GIVEN REQUEST » Please pull out every line below that contains the word "tree", and copy each one in full.

SUPPLIED MATERIAL »
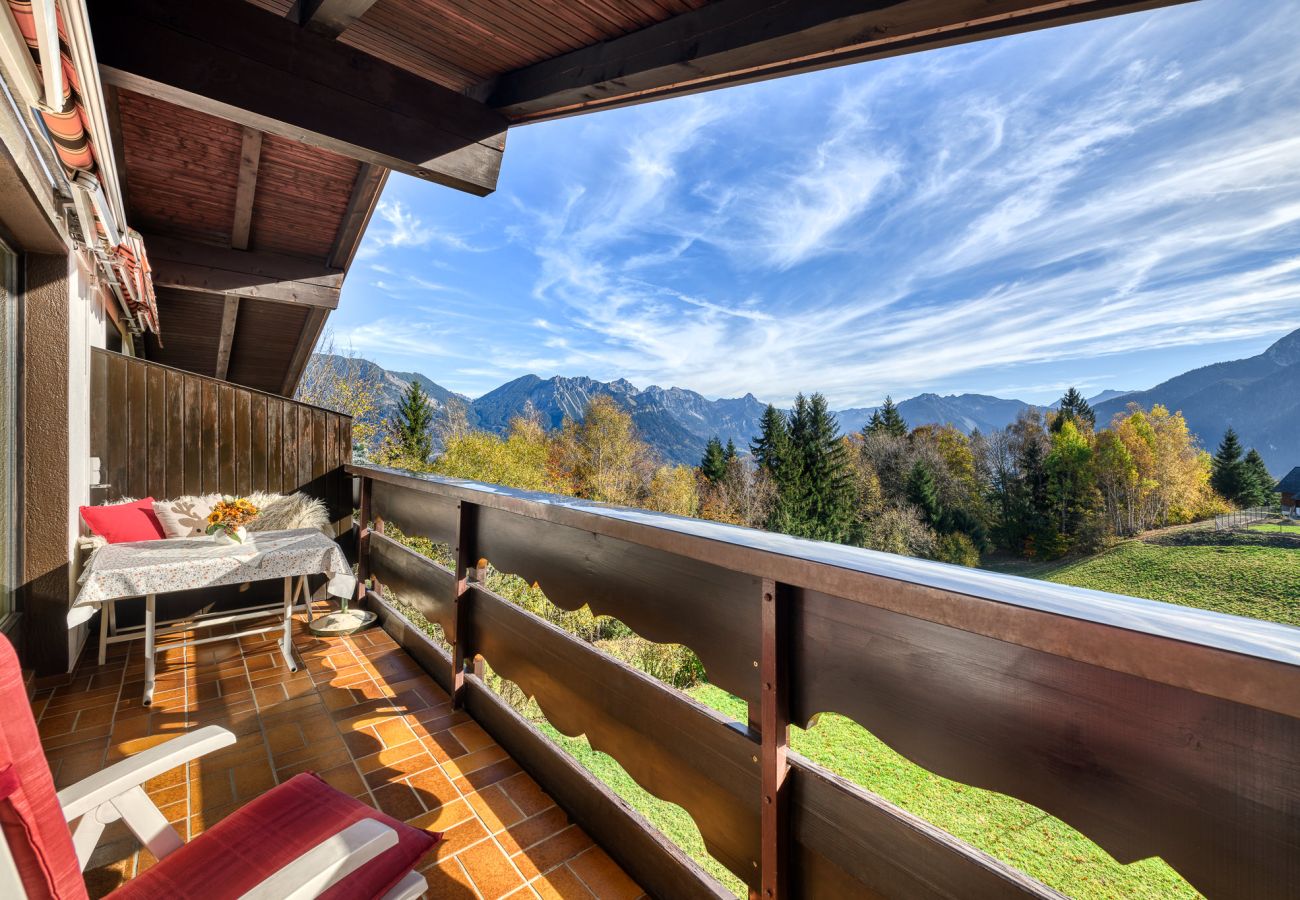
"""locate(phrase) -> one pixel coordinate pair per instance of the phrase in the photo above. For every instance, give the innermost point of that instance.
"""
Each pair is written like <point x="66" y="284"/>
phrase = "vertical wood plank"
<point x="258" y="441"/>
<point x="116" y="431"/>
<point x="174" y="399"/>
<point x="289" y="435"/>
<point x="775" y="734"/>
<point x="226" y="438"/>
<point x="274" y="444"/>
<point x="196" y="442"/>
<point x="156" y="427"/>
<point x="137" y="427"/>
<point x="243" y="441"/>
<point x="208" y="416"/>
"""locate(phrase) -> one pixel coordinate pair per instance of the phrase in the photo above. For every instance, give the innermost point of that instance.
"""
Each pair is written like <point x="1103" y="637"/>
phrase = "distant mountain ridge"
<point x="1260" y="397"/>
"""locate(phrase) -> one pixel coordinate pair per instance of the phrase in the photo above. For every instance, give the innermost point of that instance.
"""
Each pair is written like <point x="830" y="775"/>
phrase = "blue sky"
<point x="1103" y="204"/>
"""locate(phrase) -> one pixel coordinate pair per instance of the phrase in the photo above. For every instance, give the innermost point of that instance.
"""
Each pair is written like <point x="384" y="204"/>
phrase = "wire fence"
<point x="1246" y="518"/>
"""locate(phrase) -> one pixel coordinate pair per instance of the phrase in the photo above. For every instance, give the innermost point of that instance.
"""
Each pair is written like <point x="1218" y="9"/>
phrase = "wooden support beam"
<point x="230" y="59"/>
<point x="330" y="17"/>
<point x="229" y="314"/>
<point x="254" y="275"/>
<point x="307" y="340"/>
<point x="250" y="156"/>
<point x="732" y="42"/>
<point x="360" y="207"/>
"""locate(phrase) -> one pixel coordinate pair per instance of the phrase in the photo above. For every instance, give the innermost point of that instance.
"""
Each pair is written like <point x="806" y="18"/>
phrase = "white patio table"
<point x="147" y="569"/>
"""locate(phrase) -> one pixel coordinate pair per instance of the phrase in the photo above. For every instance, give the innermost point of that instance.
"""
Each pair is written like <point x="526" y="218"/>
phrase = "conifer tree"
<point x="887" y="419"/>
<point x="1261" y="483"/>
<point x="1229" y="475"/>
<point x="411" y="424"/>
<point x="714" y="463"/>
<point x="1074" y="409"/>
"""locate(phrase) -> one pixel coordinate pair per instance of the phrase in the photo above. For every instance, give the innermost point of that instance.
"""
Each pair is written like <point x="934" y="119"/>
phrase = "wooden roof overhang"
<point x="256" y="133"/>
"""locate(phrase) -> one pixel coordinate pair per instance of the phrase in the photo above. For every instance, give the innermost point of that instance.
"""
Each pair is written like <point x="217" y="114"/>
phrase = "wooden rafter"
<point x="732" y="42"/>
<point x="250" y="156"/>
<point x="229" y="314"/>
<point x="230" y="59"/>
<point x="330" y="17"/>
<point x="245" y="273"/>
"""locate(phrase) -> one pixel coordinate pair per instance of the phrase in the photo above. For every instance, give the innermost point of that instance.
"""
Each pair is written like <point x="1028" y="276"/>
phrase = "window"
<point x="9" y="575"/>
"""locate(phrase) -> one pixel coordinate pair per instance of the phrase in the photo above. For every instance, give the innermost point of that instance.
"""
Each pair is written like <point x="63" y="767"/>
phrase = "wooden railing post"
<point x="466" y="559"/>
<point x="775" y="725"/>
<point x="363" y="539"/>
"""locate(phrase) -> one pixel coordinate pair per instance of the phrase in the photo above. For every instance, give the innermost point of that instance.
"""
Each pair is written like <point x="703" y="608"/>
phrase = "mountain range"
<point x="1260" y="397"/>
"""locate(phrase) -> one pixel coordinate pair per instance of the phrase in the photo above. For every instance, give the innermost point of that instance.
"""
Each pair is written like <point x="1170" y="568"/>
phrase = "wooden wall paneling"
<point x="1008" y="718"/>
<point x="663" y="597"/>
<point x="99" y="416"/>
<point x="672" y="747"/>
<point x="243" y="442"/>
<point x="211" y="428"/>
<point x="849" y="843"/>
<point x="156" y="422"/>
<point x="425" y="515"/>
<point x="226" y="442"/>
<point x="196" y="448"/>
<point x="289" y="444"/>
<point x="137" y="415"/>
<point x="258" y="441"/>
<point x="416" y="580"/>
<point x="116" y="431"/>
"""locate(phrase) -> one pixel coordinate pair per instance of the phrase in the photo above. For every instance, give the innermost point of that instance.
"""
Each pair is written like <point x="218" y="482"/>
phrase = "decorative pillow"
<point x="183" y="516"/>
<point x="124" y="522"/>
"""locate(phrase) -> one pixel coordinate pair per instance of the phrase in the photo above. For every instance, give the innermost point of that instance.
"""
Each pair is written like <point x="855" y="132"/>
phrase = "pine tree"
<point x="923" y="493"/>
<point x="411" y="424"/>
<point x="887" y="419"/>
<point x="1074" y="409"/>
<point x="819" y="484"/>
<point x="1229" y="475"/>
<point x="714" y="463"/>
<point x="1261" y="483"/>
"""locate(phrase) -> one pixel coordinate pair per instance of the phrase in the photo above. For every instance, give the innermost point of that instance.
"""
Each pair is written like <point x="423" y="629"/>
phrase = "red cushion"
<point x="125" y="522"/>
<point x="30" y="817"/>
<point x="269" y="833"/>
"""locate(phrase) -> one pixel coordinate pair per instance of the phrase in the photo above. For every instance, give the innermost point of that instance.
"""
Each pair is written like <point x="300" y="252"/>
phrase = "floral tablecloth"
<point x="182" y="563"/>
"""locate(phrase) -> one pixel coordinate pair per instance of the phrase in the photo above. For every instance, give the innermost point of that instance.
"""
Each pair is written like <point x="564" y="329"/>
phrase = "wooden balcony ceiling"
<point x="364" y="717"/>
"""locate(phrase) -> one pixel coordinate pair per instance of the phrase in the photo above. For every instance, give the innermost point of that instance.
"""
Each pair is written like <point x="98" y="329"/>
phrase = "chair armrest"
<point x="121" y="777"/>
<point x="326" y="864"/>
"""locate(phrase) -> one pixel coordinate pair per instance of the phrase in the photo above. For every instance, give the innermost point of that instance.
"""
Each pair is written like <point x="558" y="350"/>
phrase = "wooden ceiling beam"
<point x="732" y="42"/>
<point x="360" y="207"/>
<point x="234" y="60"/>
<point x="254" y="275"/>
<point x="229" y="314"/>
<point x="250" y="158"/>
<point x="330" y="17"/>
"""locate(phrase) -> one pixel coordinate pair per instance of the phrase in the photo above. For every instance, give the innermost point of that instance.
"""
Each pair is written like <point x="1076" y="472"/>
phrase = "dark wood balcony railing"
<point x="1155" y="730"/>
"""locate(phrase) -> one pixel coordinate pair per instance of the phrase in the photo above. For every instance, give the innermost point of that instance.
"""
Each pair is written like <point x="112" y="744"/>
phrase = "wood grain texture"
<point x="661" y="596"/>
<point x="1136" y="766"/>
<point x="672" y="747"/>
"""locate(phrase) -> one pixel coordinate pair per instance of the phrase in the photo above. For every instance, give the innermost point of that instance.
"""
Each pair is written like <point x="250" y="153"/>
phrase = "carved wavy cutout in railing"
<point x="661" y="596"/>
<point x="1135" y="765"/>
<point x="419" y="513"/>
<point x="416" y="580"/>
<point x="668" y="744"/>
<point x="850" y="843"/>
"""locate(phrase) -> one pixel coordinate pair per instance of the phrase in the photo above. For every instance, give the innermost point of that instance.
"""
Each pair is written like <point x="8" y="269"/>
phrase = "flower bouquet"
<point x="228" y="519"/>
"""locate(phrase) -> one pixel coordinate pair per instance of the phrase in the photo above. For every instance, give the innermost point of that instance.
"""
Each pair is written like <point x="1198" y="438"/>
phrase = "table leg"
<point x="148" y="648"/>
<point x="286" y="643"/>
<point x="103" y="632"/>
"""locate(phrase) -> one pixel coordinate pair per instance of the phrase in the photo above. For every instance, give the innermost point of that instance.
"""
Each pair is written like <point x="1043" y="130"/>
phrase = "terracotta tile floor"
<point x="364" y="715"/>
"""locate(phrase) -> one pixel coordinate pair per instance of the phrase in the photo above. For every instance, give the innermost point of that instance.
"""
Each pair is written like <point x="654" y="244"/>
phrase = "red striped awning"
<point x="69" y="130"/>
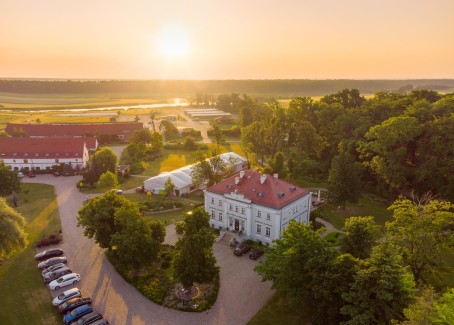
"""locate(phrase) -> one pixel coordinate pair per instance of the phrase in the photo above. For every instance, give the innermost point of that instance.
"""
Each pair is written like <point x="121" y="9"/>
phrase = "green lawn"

WRITTEN ANSWER »
phrase = "conifer tree"
phrase = "pine tree"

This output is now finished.